## Passage
____________________

The substantive law governing a claim determines whether a fact is material. Suever v. Connell , 579 F.3d 1047, 1056 (9th Cir. 2009). The court draws inferences from the facts in the light most favorable to the nonmoving party. Earl v. Nielsen Media Research, Inc. , 658 F.3d 1108, 1112 (9th Cir. 2011).

If the factual context makes the nonmoving party's claim as to the existence of a material issue of fact implausible, that party must come forward with more persuasive evidence to support his claim than would otherwise be necessary. Matsushita Elec. Indus. Co. v. Zenith Radio Corp. , 475 U.S. 574, 587 (1986).

II. The Administrative Procedure Act

The Ninth Circuit has endorsed summary judgment motions as "an appropriate mechanism for deciding the legal question of whether the agency could reasonably have found the facts as it did.'" City & Cnty. of S.F. v. United States , 130 F.3d 873, 877 (9th Cir. 1997) (quoting Occidental Eng'g Co. v. INS , 753 F.2d 766, 770 (9th Cir. 1985)).

____________________

## Written task A
Render this sentence from the passage on summary judgment into Spanish: "The court draws inferences from the facts in the light most favorable to the nonmoving party."
## Written task B
In the records, retype everything from the very first line up to and including the line that contains "[[936, 62], [937, 223], [583, 527]]".
The records have no connection to the passage on summary judgment.

____________________

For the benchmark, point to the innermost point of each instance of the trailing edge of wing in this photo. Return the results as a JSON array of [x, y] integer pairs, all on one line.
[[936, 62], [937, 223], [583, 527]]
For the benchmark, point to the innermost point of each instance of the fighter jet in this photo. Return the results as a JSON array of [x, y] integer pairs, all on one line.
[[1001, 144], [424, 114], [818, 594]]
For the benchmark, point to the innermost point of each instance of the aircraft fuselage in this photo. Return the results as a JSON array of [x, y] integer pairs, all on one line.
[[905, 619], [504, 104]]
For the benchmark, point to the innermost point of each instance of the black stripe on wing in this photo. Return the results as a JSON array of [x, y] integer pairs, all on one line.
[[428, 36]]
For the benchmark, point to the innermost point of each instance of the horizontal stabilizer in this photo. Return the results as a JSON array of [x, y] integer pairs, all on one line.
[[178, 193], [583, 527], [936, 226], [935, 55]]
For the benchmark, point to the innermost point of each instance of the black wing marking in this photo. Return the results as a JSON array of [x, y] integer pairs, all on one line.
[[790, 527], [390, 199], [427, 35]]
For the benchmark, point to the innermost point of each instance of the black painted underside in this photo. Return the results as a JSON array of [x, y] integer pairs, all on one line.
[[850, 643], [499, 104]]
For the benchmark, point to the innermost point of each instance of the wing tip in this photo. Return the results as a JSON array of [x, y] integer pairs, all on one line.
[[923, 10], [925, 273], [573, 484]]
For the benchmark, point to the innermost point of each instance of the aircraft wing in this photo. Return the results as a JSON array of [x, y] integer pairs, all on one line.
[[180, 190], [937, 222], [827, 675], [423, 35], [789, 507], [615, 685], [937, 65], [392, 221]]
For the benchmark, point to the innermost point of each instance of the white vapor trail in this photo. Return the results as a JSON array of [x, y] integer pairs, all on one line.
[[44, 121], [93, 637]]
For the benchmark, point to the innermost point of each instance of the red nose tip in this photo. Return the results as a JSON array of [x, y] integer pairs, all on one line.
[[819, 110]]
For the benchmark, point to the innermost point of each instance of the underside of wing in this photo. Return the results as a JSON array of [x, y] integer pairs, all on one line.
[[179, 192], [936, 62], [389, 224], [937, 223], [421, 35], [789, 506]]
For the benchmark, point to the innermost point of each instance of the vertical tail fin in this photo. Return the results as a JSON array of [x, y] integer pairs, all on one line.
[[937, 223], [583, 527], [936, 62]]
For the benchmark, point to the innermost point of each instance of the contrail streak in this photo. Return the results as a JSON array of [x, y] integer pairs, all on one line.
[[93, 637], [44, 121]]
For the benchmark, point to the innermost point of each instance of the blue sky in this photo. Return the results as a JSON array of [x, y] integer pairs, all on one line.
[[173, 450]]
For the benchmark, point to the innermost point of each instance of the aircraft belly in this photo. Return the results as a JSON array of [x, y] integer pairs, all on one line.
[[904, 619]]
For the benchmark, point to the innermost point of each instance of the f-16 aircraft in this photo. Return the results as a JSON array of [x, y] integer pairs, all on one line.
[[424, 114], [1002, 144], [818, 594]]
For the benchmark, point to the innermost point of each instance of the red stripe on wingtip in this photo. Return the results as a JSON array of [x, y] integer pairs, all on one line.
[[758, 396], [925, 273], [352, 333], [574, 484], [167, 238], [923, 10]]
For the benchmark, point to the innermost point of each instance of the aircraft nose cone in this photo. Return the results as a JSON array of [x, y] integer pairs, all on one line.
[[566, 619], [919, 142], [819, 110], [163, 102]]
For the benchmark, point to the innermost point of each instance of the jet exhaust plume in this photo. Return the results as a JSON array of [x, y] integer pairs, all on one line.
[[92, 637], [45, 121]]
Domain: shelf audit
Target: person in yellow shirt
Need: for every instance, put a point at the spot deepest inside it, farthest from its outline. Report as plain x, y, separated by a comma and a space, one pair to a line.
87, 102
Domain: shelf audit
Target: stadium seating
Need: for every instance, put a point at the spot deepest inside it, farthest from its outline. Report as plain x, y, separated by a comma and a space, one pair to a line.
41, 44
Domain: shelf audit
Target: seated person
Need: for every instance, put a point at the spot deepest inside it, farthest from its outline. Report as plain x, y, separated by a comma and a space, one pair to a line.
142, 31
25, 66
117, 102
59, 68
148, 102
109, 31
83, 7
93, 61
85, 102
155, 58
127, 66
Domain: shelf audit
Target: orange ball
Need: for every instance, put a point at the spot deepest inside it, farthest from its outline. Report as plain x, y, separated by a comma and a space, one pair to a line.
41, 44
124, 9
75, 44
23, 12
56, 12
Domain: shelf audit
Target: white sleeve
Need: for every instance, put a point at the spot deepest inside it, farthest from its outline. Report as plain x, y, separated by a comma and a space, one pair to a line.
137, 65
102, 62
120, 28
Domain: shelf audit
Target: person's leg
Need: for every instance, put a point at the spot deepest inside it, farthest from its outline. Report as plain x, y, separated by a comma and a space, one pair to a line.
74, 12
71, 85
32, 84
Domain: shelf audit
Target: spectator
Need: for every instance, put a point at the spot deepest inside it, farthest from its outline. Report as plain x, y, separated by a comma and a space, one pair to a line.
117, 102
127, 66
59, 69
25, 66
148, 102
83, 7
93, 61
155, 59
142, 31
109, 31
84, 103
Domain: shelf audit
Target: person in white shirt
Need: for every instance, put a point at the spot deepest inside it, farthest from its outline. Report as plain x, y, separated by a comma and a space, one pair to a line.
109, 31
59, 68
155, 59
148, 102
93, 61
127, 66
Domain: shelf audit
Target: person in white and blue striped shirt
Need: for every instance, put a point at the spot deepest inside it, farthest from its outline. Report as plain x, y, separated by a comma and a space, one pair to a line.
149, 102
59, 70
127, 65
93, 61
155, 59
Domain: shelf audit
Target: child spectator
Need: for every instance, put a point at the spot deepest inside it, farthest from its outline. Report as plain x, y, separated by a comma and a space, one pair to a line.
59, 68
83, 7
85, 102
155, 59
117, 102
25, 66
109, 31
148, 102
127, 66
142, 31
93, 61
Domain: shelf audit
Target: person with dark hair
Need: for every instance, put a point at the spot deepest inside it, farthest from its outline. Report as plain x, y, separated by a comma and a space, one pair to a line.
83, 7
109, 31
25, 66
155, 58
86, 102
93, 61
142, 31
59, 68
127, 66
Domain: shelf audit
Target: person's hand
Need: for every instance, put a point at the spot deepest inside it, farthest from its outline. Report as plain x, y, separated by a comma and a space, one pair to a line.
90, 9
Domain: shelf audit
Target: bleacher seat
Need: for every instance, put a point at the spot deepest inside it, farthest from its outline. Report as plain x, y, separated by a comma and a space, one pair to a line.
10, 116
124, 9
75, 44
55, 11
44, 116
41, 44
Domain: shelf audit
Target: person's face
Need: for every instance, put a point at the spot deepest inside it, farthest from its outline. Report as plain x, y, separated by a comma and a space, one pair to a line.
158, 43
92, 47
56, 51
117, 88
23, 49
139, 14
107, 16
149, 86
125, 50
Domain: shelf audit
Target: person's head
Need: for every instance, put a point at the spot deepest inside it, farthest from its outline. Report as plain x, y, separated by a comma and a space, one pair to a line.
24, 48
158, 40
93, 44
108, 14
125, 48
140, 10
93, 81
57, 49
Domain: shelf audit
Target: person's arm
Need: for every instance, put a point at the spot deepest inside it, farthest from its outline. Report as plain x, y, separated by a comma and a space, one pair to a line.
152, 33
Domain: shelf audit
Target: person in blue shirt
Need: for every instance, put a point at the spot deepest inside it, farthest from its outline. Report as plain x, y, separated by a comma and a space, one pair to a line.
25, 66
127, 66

____________________

## Answer A
El tribunal extrae inferencias de los hechos a la luz más favorable para la parte que no presentó la moción.

## Answer B
For the benchmark, point to the innermost point of each instance of the trailing edge of wing in this photo. Return the results as a JSON array of [x, y] integer pairs, all on one line.
[[936, 62], [937, 223], [583, 527]]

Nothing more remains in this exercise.